Cem mil focos de incêndio

Se conseguir evitar, não entre em uma guerra. São episódios grotescos e sangrentos e cheios de jovens açulados como cães com uma sanha homicida e você provavelmente será morto de uma forma vulgar e por um motivo indecente.

No caso de não haver remédio, certifique-se de entrar na companhia certa.

Eu, por exemplo, entraria em uma guerra ao lado de Fernando César Oliveira, e sem fazer muitas perguntas, o que é bem mais do que posso dizer da esmagadora maioria das pessoas com quem já cruzei na vida. Pode parecer meio esquisito, já que o Fernando hoje é um meganha, e eu tenho a irrefreável tendência, uma coisa quase instintiva, de encarar meganhas como inimigos da causa – qualquer causa.

Conheci o Fernando quando eu ainda estava na faculdade. Eu era estagiário na assessoria de comunicação da UFPR, e o Fernando, jornalista da casa, foi designado como meu orientador. Era um camarada agradável, profissional e, acima de tudo, não considerava que uma posição de poder equivalia a um salvo-conduto para encher o meu saco.

Era também alguém com uma sólida consciência sobre o significado de “serviço público”. Ele sabia que seu principal compromisso como servidor era com a sociedade, com a comunidade, e não com adular a chefia para obter acenos de cabeça aprovadores e tapinhas nas costas.

Mais de uma vez, comprou brigas e arranjou sarna pra se coçar por defender que o veículo de comunicação da universidade não era um meio para propagandear os feitos muitas vezes questionáveis de um reitor personalista. Uma miríade de coisas aconteciam dentro da instituição, coisas que poderiam ser importantes para as pessoas, e ele – com toda razão – queria falar sobre elas, e não perder tempo registrando uma “visita de cortesia” a um gabinete qualquer – caso você não saiba, “visita de cortesia” é um código cerimonial da administração pública que significa que ninguém que é pago com o seu dinheiro deveria estar perdendo tempo com aquilo.

Ele podia simplesmente deixar certas coisas passarem, parar de ser reclamão e ficar em uma posição mais confortável, mas não ficava. Um rebelde, do jeito dele. Um sujeito admirável. E que ficou ainda mais admirável quando terminei meu estágio e ganhei uma boa avaliação.

Um pouco mais tarde, voltei a trabalhar com Fernando, dessa vez na assessoria do deputado federal Dr. Rosinha (PT-PR). Era um ambiente de trabalho excelente. Quase todo mundo ali fora forjado na briga dura dos sindicatos e movimentos sociais, na frustração diária de esmurrar paredes que jamais cediam, e quase todo mundo tinha uma história pessoal difícil, mas também todo mundo tinha bom humor, e o barco corria.

Fui pego totalmente no contrapé quando soube que o Fernando havia sido chamado em um concurso para a Polícia Rodoviária Federal:

– O Fernando? Meganha? Não pode.

Mas podia.

Mais ou menos nessa mesma época, minha relação conturbada com a bebida e outras substâncias, vetadas pela Carta Magna, alcançava o paroxismo. A vida se tornou tão incapacitante quanto um porre de tequila, e eu precisei pular do barco. Passei a conversar vez ou outra com aquele pessoal, mas essas conversas foram naturalmente se espaçando, à medida em que eu fazia minha tortuosa corrida. Gosto de pensar que ainda mantenho uma boa amizade com todo mundo ali, embora seja uma amizade distante.

==================================================

> _Tarefa a_
Reproduza o trecho do texto sobre Fernando que começa em "Um pouco mais" e segue até "o barco corria.".
O texto acima e as linhas disponíveis são independentes entre si.

==================================================

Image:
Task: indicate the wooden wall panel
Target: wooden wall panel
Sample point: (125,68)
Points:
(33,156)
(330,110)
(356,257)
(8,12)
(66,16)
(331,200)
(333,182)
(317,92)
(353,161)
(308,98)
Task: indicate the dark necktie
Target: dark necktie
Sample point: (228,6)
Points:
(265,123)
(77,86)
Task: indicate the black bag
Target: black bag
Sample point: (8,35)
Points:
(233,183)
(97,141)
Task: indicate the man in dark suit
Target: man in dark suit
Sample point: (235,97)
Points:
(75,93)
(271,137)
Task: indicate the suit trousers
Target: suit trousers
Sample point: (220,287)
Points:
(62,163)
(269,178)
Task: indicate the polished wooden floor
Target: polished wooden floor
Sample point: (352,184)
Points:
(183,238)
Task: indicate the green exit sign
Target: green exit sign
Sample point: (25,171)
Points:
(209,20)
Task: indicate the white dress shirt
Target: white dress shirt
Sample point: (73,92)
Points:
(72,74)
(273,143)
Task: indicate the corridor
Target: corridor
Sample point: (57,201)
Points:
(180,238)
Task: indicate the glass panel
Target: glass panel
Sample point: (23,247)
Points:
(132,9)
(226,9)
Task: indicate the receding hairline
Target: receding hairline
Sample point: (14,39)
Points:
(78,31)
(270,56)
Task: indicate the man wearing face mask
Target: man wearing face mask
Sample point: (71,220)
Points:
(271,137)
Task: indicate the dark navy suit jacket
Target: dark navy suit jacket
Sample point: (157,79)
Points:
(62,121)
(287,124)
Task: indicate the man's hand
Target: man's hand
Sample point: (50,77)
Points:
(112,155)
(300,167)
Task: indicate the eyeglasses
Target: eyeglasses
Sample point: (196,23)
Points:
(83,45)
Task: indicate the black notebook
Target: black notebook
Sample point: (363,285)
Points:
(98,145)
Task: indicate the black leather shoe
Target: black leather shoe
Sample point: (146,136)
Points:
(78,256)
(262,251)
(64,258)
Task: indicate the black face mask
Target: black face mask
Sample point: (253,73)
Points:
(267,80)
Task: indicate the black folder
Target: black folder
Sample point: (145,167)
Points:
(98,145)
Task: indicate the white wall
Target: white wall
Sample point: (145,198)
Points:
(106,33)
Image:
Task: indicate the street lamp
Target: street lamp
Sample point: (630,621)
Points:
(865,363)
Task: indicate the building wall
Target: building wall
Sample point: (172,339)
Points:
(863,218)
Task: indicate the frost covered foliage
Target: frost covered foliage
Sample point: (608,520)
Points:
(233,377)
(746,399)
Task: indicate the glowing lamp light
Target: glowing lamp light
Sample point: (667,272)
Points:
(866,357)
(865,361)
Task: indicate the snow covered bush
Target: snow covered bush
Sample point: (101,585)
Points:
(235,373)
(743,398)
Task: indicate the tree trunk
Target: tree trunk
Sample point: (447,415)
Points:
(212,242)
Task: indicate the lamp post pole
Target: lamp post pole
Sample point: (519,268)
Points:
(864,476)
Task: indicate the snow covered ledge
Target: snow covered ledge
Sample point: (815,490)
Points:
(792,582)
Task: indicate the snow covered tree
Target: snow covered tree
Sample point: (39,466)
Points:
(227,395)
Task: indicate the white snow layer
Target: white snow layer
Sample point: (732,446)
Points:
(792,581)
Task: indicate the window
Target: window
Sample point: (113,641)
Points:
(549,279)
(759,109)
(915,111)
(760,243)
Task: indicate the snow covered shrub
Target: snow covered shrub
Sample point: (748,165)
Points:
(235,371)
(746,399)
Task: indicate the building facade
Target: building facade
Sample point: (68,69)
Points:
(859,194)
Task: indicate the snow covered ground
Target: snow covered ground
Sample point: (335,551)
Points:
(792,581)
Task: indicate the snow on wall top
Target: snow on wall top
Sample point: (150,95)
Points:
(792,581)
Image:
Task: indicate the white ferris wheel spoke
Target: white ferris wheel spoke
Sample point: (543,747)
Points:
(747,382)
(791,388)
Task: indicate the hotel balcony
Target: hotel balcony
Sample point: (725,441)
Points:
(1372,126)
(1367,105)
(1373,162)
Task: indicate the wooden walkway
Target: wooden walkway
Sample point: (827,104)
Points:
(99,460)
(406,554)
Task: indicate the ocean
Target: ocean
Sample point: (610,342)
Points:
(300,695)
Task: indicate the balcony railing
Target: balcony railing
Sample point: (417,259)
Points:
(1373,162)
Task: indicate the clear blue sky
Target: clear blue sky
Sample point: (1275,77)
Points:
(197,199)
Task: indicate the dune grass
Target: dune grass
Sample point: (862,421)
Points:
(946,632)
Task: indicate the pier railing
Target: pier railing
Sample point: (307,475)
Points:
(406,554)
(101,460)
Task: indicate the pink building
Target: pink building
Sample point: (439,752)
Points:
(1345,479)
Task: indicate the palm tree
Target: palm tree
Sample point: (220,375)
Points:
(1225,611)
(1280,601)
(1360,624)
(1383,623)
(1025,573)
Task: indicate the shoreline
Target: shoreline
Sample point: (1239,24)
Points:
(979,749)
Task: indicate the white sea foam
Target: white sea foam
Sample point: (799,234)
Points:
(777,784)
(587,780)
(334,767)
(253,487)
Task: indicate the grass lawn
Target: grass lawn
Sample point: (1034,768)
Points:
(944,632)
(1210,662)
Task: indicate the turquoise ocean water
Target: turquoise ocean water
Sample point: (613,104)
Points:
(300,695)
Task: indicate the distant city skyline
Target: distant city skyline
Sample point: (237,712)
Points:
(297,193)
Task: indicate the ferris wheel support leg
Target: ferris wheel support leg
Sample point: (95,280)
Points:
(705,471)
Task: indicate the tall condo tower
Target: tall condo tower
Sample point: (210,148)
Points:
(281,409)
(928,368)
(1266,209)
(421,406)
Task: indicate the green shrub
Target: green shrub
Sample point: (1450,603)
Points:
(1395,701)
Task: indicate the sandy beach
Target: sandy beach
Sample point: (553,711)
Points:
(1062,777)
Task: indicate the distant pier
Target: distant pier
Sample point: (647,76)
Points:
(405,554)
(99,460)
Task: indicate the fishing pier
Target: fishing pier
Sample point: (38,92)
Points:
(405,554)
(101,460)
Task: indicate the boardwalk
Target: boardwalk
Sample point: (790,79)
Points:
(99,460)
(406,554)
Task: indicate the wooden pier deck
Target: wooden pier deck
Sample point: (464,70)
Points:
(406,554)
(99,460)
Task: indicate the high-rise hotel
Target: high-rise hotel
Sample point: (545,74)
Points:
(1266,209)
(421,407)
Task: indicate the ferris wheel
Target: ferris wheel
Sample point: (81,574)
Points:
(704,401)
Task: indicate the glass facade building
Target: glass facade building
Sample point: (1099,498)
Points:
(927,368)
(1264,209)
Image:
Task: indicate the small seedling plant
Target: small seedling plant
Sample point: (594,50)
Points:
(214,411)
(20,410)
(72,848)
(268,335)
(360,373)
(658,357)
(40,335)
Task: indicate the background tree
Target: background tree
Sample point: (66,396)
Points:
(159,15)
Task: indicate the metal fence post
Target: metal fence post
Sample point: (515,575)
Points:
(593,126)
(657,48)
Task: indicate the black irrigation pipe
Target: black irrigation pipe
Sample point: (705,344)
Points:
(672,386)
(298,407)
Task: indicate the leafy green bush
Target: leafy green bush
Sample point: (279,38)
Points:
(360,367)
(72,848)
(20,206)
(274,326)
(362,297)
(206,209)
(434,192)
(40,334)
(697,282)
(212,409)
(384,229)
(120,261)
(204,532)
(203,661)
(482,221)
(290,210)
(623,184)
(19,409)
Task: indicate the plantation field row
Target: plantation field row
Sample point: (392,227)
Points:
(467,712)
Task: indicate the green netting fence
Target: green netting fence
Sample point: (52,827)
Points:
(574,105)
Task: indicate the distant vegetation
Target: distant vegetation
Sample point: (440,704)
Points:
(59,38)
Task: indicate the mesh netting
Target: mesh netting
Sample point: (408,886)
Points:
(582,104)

==================================================

> _Tarefa b_
Conte quantas das linhas disponíveis contêm a palavra "grass" e informe somente o número.

> _Resposta escrita a_
Um pouco mais tarde, voltei a trabalhar com Fernando, dessa vez na assessoria do deputado federal Dr. Rosinha (PT-PR). Era um ambiente de trabalho excelente. Quase todo mundo ali fora forjado na briga dura dos sindicatos e movimentos sociais, na frustração diária de esmurrar paredes que jamais cediam, e quase todo mundo tinha uma história pessoal difícil, mas também todo mundo tinha bom humor, e o barco corria.

> _Resposta escrita b_
4